***** Material to process

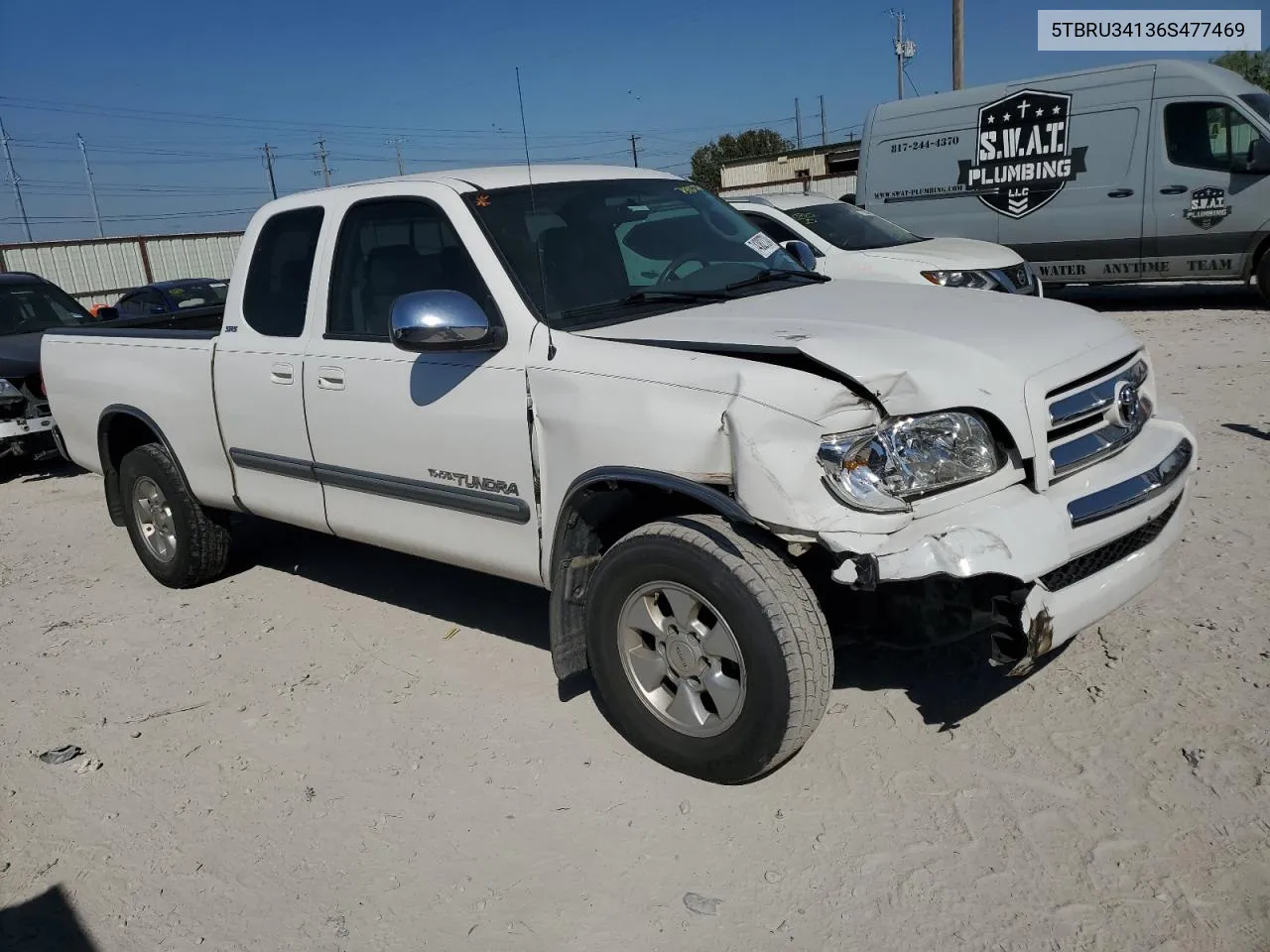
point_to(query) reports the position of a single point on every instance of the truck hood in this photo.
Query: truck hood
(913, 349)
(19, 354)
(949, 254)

**********
***** Material to process

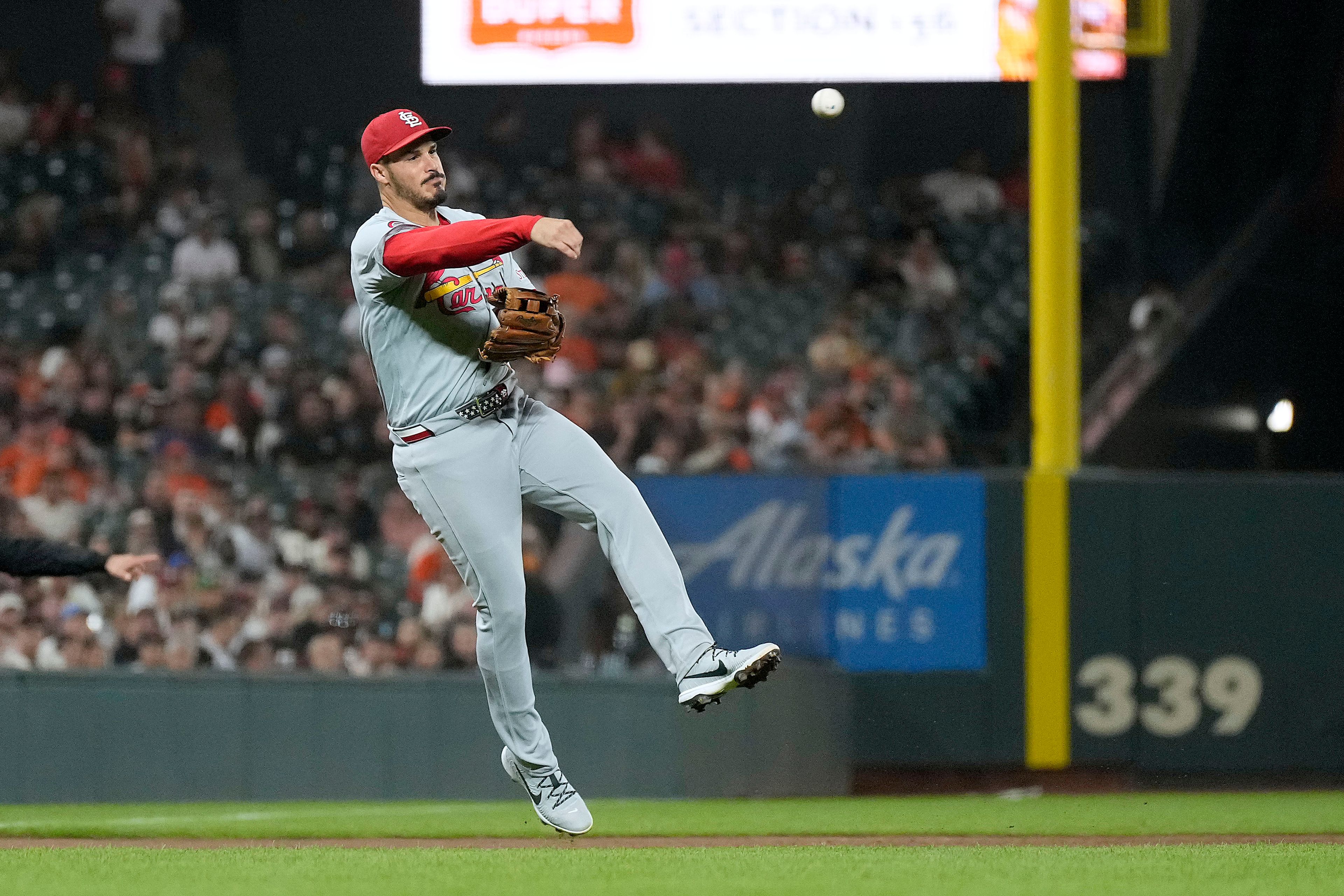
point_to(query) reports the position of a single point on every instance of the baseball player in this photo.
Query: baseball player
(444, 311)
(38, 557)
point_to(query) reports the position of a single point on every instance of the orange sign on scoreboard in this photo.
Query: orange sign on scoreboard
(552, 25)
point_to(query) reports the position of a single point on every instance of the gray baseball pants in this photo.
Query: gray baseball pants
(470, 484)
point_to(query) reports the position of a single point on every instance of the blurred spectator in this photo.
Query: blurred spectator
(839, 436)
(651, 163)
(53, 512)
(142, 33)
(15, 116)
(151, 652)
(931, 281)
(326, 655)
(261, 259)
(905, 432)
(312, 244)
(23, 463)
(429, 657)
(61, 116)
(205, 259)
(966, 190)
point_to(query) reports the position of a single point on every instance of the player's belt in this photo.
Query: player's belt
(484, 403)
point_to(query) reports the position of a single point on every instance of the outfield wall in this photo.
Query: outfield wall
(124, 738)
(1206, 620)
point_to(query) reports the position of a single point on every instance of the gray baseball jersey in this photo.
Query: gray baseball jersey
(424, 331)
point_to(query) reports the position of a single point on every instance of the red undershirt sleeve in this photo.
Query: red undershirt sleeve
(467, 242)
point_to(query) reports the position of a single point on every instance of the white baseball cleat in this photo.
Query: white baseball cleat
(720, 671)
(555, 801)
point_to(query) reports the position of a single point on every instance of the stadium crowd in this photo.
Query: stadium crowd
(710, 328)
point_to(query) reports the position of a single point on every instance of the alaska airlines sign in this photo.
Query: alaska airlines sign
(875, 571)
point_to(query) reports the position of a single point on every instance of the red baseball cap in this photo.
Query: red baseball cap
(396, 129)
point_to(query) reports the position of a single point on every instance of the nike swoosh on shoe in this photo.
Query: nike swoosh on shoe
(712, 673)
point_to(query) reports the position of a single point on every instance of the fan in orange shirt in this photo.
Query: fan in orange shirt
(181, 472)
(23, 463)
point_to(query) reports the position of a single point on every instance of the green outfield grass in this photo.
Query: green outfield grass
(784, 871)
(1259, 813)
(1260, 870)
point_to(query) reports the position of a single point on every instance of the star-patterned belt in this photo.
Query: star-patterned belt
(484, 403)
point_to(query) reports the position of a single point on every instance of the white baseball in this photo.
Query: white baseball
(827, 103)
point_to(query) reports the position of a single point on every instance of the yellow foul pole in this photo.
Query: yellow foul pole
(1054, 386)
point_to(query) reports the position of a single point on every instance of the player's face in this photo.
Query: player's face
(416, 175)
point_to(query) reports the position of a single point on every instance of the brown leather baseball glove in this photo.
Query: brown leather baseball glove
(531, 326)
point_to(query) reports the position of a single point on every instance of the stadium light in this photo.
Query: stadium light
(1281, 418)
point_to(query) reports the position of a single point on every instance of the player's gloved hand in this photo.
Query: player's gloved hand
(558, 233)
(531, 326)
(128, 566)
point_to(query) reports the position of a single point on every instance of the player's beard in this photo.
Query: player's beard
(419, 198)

**********
***** Material to process

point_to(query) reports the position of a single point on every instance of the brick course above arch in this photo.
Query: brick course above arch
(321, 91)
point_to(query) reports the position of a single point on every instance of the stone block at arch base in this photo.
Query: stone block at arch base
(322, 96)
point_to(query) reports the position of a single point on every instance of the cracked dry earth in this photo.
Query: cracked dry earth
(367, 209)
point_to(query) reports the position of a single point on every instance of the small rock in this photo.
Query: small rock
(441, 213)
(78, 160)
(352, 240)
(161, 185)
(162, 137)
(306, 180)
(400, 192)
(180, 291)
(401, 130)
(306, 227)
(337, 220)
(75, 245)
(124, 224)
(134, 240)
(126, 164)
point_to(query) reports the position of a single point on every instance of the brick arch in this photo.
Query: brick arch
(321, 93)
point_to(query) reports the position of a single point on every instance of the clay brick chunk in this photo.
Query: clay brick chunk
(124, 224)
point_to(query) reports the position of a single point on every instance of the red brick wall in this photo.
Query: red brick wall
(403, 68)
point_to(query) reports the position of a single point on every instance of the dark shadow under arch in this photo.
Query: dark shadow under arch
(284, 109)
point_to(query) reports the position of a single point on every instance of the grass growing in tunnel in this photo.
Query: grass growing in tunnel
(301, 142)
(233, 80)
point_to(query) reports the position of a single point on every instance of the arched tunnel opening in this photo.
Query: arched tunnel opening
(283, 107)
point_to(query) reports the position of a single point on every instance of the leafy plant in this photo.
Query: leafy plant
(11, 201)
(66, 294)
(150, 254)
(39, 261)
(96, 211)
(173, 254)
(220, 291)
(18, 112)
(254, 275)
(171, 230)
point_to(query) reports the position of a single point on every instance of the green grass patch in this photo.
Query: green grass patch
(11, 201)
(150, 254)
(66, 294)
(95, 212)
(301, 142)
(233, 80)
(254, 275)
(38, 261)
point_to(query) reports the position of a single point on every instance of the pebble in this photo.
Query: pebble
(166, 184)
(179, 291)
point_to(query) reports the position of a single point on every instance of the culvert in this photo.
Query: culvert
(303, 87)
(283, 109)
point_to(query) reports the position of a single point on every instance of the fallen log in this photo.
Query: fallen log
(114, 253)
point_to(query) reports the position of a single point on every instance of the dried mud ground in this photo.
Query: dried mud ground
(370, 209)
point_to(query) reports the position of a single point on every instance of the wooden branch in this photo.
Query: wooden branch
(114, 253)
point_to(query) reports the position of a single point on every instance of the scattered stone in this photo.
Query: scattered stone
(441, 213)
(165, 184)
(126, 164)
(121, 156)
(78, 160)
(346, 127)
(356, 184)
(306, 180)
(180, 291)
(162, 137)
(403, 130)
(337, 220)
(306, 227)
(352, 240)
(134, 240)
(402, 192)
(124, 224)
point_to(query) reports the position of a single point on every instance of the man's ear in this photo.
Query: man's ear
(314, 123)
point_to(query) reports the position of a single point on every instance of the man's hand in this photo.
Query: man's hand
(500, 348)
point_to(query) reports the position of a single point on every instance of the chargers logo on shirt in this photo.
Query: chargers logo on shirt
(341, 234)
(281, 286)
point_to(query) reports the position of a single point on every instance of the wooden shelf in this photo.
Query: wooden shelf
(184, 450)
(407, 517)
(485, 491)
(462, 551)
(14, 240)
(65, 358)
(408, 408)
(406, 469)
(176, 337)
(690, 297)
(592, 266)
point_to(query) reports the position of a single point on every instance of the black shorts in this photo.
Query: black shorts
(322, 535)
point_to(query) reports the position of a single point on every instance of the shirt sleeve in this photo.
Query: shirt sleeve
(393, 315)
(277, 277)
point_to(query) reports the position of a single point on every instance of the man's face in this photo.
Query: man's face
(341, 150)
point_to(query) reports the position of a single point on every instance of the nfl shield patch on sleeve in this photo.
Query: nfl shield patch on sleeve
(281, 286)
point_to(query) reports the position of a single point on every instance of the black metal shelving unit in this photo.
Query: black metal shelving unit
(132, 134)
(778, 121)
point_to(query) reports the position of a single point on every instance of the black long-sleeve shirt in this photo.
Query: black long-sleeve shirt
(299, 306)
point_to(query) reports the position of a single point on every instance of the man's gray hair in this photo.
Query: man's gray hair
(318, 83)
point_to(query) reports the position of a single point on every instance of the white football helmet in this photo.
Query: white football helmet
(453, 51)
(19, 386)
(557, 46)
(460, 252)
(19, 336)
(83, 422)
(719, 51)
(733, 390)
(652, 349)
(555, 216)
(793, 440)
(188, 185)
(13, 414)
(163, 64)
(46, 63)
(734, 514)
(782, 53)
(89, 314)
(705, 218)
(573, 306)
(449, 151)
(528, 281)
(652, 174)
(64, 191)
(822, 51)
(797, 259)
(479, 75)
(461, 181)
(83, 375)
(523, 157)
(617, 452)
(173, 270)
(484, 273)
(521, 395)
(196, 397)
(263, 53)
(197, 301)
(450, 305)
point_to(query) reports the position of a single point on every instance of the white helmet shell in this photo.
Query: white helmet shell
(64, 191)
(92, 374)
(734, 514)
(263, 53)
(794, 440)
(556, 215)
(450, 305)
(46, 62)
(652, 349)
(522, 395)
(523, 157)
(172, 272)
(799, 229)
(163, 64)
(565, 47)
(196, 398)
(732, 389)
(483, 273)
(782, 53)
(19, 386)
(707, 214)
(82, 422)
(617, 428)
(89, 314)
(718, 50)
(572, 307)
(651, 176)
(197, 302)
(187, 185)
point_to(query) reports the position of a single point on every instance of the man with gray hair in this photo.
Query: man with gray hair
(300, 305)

**********

• What to produce: Arrange the lines from the line with "cap in this photo." to the line with "(1054, 386)", both included, as a Markdown table with the columns Row and Line. Give each line a row number, and leave out any blank lines.

• Answer to this problem:
| Row | Line |
|---|---|
| 1 | point_to(query) reports the position of a single point on every instance of the red baseball cap in this photo. |
| 2 | Query: red baseball cap |
| 3 | (396, 129) |
| 4 | point_to(query) reports the position of a single point on every instance of the nike swoosh on shoe in this photo. |
| 5 | Query: nike swoosh on shoe |
| 6 | (712, 673) |
| 7 | point_to(query) reports the position of a single point on every instance of the fan in orange shirt in this photo. |
| 8 | Query: fan in orange shirt |
| 9 | (181, 472) |
| 10 | (23, 463) |
| 11 | point_to(query) reports the position of a single point on every instance of the green outfield grass in this photo. |
| 12 | Query: green outfield grass |
| 13 | (784, 871) |
| 14 | (1259, 813) |
| 15 | (1260, 870) |
| 16 | point_to(query) reports the position of a single point on every instance of the star-patterned belt in this photo. |
| 17 | Query: star-patterned belt |
| 18 | (484, 403) |
| 19 | point_to(query) reports the position of a single point on every instance of the white baseball in this photo. |
| 20 | Query: white baseball |
| 21 | (827, 103) |
| 22 | point_to(query) reports the position of a single point on every instance of the yellow foul pole in this photo. |
| 23 | Query: yellow foul pole |
| 24 | (1054, 386) |